◆ What to produce ◆
Transcribe the listing below exactly, leaving out each image.

......

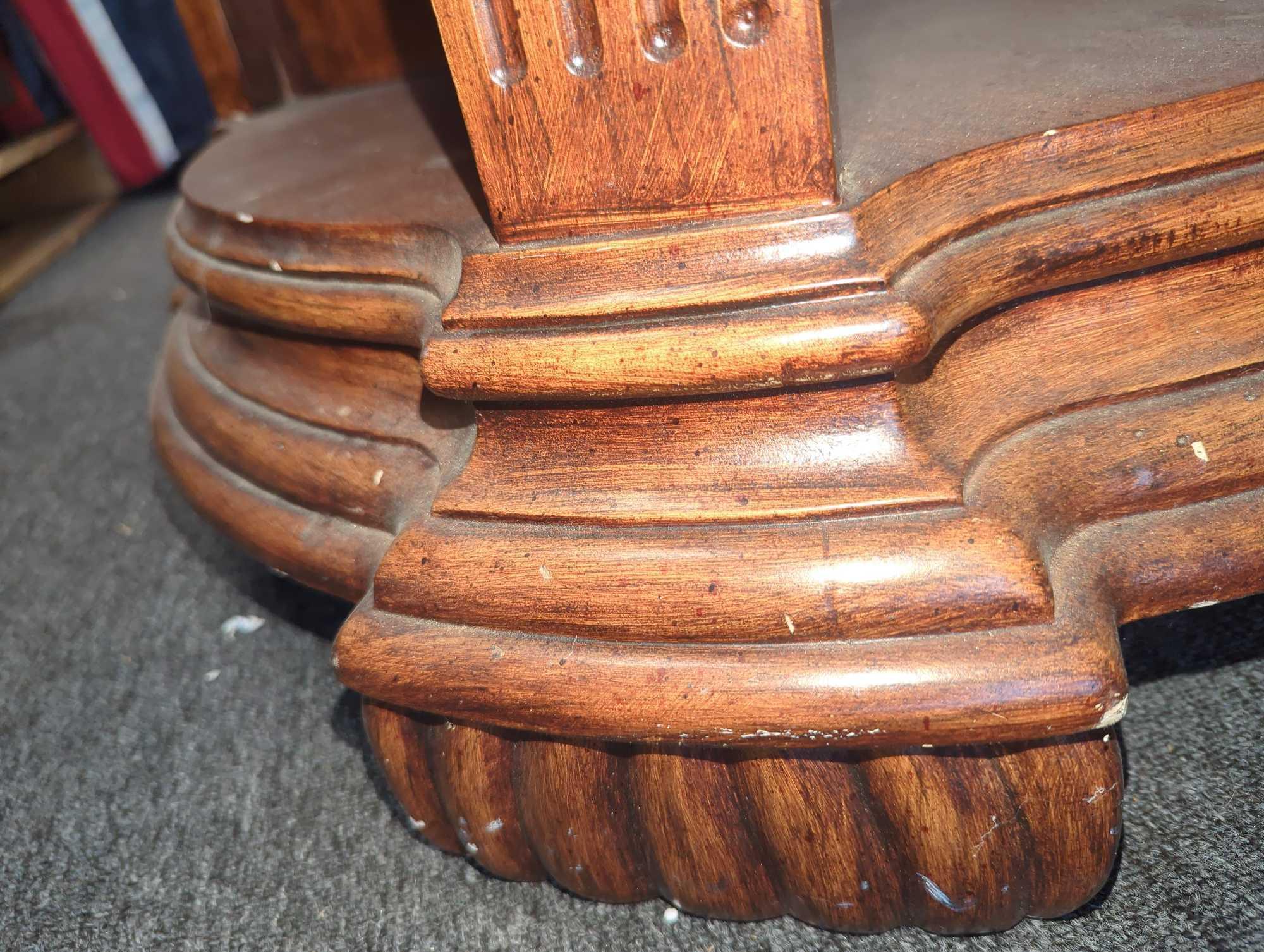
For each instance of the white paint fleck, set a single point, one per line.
(1099, 792)
(1114, 715)
(942, 898)
(241, 625)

......

◆ Your response ◆
For each instance of the white paint fleck, set a single point, one per line.
(1099, 792)
(1114, 715)
(942, 898)
(241, 625)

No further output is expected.